# Your instructions
Arrange every line of the listing below as a numbered list, leaving out blank lines and the pictures.

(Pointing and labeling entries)
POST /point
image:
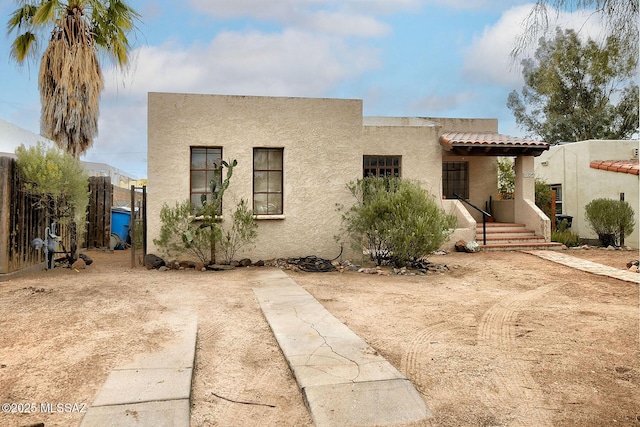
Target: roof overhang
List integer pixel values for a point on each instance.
(490, 144)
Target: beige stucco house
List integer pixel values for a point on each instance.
(583, 171)
(296, 156)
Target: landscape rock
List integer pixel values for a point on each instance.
(153, 261)
(86, 258)
(79, 264)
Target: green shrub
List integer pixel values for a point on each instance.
(543, 194)
(180, 233)
(610, 219)
(183, 233)
(564, 235)
(243, 231)
(506, 178)
(56, 179)
(395, 220)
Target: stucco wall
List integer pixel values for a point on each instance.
(323, 142)
(321, 154)
(483, 180)
(568, 165)
(419, 148)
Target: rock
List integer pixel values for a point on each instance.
(472, 247)
(187, 264)
(153, 261)
(79, 264)
(219, 267)
(86, 258)
(460, 245)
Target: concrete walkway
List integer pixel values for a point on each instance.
(588, 266)
(343, 380)
(153, 390)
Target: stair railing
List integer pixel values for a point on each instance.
(485, 215)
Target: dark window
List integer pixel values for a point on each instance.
(381, 166)
(267, 181)
(203, 164)
(455, 179)
(558, 189)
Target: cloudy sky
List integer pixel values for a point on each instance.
(438, 58)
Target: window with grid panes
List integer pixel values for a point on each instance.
(558, 189)
(267, 181)
(381, 166)
(455, 179)
(203, 163)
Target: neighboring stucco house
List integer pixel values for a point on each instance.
(296, 156)
(583, 171)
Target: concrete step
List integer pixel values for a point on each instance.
(511, 236)
(522, 246)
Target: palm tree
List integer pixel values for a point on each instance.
(70, 78)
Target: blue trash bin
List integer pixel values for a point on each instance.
(120, 219)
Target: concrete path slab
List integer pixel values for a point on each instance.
(154, 389)
(344, 381)
(588, 266)
(173, 413)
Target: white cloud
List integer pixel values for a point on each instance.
(343, 18)
(343, 24)
(290, 63)
(488, 59)
(436, 104)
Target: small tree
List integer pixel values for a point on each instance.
(210, 211)
(610, 219)
(506, 178)
(395, 220)
(543, 194)
(180, 234)
(243, 231)
(58, 183)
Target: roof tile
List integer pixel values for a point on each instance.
(623, 166)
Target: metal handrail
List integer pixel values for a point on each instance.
(485, 215)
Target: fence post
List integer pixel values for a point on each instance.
(132, 226)
(6, 170)
(621, 227)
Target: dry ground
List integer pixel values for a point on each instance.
(503, 339)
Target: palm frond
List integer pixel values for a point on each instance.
(21, 17)
(21, 47)
(46, 12)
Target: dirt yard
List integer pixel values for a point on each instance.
(502, 339)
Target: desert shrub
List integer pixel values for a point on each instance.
(609, 219)
(543, 194)
(506, 178)
(181, 234)
(564, 235)
(243, 231)
(56, 180)
(395, 220)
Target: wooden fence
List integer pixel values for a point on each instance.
(98, 228)
(21, 220)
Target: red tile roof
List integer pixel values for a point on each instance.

# Answer below
1. POST /point
2. image:
3. Target: roof overhang
4. List integer pixel values for a point on each instance.
5. (490, 144)
6. Target: beige stucco house
7. List integer pixel values for a point on each instance.
8. (583, 171)
9. (296, 156)
10. Target: landscape rock
11. List integer pixel values for a point on each instance.
12. (153, 261)
13. (86, 258)
14. (79, 264)
15. Target: green shrub
16. List integer pixel values for a point on each instance.
17. (543, 194)
18. (180, 233)
19. (610, 219)
20. (183, 233)
21. (564, 235)
22. (243, 231)
23. (506, 178)
24. (56, 179)
25. (395, 220)
26. Target: stucco wall
27. List integer pixel values for a point on each instance.
28. (323, 142)
29. (321, 154)
30. (483, 180)
31. (568, 165)
32. (419, 148)
33. Target: rock
34. List integer pixel values for a point on each instance.
35. (472, 247)
36. (187, 264)
37. (153, 261)
38. (79, 264)
39. (219, 267)
40. (86, 258)
41. (460, 245)
42. Target: concrete walkway
43. List integer pixel values for a point on each instance.
44. (588, 266)
45. (343, 380)
46. (153, 390)
47. Target: stair railing
48. List integer pixel values for a point on each instance.
49. (485, 215)
50. Target: dark window
51. List integer pixel values for a point on each instance.
52. (381, 166)
53. (267, 181)
54. (203, 164)
55. (455, 179)
56. (558, 189)
57. Target: cloudy sky
58. List integer pixel values for a point on each instance.
59. (438, 58)
60. Target: window with grid panes
61. List integer pixel values for a point on each instance.
62. (558, 189)
63. (267, 181)
64. (381, 166)
65. (455, 179)
66. (203, 163)
67. Target: neighboring stucco house
68. List integer pixel values for a point on each instance.
69. (296, 156)
70. (583, 171)
71. Target: concrete step
72. List integer pixel values for a point on each instance.
73. (511, 236)
74. (522, 246)
75. Target: palm tree
76. List integer pixel values for a point on each instance.
77. (70, 78)
78. Target: blue trash bin
79. List integer pixel values for a point on each instance.
80. (120, 219)
81. Target: concrete path slab
82. List integer pixel values for a point on each instance.
83. (154, 389)
84. (344, 381)
85. (588, 266)
86. (173, 413)
87. Target: white cloud
88. List integer pixel values for a point on each instance.
89. (343, 18)
90. (343, 24)
91. (290, 63)
92. (488, 59)
93. (436, 104)
94. Target: small tree
95. List integer pixel values for a point on each instance.
96. (210, 211)
97. (610, 219)
98. (506, 178)
99. (395, 220)
100. (543, 194)
101. (180, 234)
102. (243, 231)
103. (58, 183)
104. Target: roof tile
105. List integer pixel values for a point on each instance.
106. (623, 166)
107. Target: metal handrail
108. List integer pixel values for a point on each instance.
109. (485, 215)
110. Target: fence post
111. List integer pixel values for a point on each instance.
112. (132, 226)
113. (6, 170)
114. (621, 227)
115. Target: dry ground
116. List integer pixel values for a point on each instance.
117. (503, 339)
118. Target: palm frond
119. List integer pixel values for a point on each instance.
120. (21, 17)
121. (21, 47)
122. (46, 12)
123. Target: dirt yard
124. List integer pixel values for a point on each instance.
125. (502, 339)
126. Target: desert shrub
127. List integer pixel values for a point on each instance.
128. (609, 219)
129. (543, 194)
130. (506, 178)
131. (181, 234)
132. (564, 235)
133. (243, 231)
134. (56, 180)
135. (395, 220)
136. Target: wooden fence
137. List integer pixel values for a point on each instance.
138. (98, 228)
139. (21, 220)
140. Target: red tile roof
141. List integer pixel values for a point on each instance.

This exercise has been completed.